• **Data for analysis**:

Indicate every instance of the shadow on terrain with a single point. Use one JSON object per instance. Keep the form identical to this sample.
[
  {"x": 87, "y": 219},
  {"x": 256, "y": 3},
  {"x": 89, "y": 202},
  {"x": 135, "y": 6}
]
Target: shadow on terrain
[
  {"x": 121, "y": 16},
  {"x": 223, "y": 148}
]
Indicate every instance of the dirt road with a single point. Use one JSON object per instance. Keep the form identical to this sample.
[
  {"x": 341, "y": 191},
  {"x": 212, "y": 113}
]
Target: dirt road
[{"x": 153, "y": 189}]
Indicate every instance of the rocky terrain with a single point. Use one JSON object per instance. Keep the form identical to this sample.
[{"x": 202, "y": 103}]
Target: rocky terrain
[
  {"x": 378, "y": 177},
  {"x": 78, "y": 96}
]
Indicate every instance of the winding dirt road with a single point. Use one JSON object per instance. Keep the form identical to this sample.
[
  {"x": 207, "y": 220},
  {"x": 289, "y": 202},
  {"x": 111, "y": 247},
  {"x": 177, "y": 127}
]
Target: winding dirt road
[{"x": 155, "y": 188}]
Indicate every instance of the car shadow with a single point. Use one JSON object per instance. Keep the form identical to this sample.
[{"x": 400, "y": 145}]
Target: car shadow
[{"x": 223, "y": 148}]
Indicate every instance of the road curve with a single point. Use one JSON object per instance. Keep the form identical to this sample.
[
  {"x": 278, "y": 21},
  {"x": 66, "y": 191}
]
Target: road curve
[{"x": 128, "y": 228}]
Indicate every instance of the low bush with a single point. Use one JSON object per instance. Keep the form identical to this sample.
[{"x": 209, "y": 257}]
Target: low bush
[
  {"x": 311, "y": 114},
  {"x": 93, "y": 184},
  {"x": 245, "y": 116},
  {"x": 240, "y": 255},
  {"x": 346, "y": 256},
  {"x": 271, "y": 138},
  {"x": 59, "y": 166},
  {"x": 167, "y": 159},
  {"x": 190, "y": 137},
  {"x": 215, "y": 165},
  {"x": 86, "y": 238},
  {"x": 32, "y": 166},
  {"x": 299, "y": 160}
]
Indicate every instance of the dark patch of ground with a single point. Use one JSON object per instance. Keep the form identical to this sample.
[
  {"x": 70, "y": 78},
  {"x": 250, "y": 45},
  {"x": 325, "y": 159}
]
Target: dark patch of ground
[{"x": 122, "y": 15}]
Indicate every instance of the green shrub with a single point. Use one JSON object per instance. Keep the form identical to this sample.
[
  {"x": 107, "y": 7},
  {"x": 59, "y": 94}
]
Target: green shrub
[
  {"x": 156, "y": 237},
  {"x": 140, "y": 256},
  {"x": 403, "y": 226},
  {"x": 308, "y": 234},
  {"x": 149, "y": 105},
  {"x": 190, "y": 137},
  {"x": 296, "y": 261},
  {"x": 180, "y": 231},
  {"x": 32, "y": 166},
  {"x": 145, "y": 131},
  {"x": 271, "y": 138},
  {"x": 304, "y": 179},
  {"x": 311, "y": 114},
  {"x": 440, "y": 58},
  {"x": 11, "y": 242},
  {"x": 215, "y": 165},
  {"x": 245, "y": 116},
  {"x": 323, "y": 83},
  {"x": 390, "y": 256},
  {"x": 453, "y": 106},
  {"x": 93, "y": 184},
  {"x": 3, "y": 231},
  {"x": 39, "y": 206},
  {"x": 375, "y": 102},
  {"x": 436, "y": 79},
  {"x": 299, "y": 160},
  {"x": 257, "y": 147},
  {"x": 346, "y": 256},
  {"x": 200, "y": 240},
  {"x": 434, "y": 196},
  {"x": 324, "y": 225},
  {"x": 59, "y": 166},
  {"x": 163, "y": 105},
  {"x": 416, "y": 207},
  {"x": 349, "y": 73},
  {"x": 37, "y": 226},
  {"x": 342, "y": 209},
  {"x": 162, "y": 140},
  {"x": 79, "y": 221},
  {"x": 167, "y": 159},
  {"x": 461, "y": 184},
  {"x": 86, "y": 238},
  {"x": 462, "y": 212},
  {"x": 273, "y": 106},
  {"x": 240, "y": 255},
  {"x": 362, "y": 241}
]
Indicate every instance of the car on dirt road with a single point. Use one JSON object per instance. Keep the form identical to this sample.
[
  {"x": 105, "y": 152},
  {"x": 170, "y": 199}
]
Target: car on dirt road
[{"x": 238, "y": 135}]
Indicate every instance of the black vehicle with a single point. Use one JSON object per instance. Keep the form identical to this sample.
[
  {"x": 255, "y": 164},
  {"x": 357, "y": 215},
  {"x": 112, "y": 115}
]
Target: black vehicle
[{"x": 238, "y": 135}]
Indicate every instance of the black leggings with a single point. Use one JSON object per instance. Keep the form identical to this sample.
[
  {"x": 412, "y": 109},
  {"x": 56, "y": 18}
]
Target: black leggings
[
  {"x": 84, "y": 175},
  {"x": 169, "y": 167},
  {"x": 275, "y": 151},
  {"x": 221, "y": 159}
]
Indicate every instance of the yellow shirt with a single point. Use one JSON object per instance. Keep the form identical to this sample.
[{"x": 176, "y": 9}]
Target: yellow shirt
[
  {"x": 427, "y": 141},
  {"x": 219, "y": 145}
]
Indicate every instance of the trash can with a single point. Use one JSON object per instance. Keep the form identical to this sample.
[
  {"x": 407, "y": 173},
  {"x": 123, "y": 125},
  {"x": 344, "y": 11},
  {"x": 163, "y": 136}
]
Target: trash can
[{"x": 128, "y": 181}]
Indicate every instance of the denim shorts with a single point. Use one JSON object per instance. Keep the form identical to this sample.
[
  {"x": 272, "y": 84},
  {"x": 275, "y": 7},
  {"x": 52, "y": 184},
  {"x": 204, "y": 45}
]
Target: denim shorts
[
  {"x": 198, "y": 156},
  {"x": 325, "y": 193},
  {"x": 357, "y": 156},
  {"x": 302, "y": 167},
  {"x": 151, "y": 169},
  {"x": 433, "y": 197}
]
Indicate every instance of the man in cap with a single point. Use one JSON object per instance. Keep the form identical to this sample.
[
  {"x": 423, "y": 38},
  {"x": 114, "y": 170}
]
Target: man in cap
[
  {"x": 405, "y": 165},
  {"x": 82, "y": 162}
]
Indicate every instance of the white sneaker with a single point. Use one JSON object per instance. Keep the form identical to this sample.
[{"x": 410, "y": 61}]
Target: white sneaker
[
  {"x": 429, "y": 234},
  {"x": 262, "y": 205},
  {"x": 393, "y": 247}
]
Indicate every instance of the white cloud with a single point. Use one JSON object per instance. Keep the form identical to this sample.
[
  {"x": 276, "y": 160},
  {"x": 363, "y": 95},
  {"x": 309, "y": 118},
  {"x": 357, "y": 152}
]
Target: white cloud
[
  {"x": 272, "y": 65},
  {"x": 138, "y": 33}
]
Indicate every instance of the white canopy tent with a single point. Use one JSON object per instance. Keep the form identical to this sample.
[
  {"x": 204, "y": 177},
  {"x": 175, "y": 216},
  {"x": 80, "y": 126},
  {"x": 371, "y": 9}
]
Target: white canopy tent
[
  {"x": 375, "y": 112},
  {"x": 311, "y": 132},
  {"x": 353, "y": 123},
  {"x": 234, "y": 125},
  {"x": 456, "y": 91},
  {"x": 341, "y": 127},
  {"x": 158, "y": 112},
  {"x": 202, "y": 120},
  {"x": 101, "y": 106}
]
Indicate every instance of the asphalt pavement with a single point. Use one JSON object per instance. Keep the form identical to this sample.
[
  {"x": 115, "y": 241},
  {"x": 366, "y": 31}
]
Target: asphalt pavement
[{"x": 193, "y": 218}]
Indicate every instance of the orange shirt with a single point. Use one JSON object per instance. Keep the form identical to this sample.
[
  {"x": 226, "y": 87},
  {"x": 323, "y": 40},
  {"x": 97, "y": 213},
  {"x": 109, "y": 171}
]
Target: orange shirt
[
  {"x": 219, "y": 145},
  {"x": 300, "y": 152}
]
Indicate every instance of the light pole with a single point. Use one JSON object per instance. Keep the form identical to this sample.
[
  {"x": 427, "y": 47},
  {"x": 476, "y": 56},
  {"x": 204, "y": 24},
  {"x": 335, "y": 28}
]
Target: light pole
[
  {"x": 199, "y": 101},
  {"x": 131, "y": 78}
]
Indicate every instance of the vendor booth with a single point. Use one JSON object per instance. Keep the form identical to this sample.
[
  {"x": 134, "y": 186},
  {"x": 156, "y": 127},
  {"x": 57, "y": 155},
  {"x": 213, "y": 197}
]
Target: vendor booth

• **Action item**:
Which lines of the records above contain the word "vendor"? Show each of them.

• **Solution to this exercise**:
Indicate every instance of the vendor booth with a single point. Use one JSON object per instance. Keep the form identical to this sample.
Target: vendor booth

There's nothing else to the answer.